Consignes ::
• a. Relevez toutes les dates complètes (jour, mois et année) mentionnées dans l'extrait de jugement.
• b. Recopiez le passage de l'extrait de jugement allant de « Le 1er avril » jusqu'à « leur préjudice moral. ».

━━━━━ Texte

Le 1er avril 2021, la société Banque Postale a informé la société KJF-Transports de sa décision de clôturer le compte courant professionnel à compter du 31 mai 2021.

Par exploit d’huissier du 5 août 2020, la société KJF-Transports et M. [V] ont fait assigner la société Banque Postale devant le tribunal de commerce de Paris, afin, notamment, de la voir condamner à leur régler la somme de 12 000 euros sur le fondement des articles L. 133-16 et suivants du code monétaire et financier, à leur rembourser des factures impayées de la société Stricher d’un montant global de 12 500 euros et enfin, à titre subsidiaire à leur payer la somme de 12 000 euros en réparation de leur préjudice matériel et en tout état de cause, 7 000 euros au titre de leur préjudice moral.

Par jugement contradictoire rendu le 4 novembre 2021, le tribunal de commerce de Paris a :

– condamné la SA Banque Postale à payer à la SARL KJF-Transports la somme de 7 000 euros,

– débouté les parties de leurs demandes plus amples et contraires ;

– dit n’y avoir lieu à l’article 700 du code de procédure civile ;

– condamné la SA Banque Postale et la SARL KJF-Transports et M. [F] [V] aux dépens, dont ceux à recouvrer par le greffe, liquidés à la somme de 95,62 euros dont 15,72 euros de TVA, dans la proportion de 50/50 et pour la SARL KJF-Transports et M. [F] [V] in solidum.

━━━━━━━━━━
━━━━━ Documents sources

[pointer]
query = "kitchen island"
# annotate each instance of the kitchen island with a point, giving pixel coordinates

━━━━━━━━━━

Corrigés ::
• a.
- 1er avril 2021
- 31 mai 2021
- 5 août 2020
- 4 novembre 2021

• b.
Le 1er avril 2021, la société Banque Postale a informé la société KJF-Transports de sa décision de clôturer le compte courant professionnel à compter du 31 mai 2021.

Par exploit d’huissier du 5 août 2020, la société KJF-Transports et M. [V] ont fait assigner la société Banque Postale devant le tribunal de commerce de Paris, afin, notamment, de la voir condamner à leur régler la somme de 12 000 euros sur le fondement des articles L. 133-16 et suivants du code monétaire et financier, à leur rembourser des factures impayées de la société Stricher d’un montant global de 12 500 euros et enfin, à titre subsidiaire à leur payer la somme de 12 000 euros en réparation de leur préjudice matériel et en tout état de cause, 7 000 euros au titre de leur préjudice moral.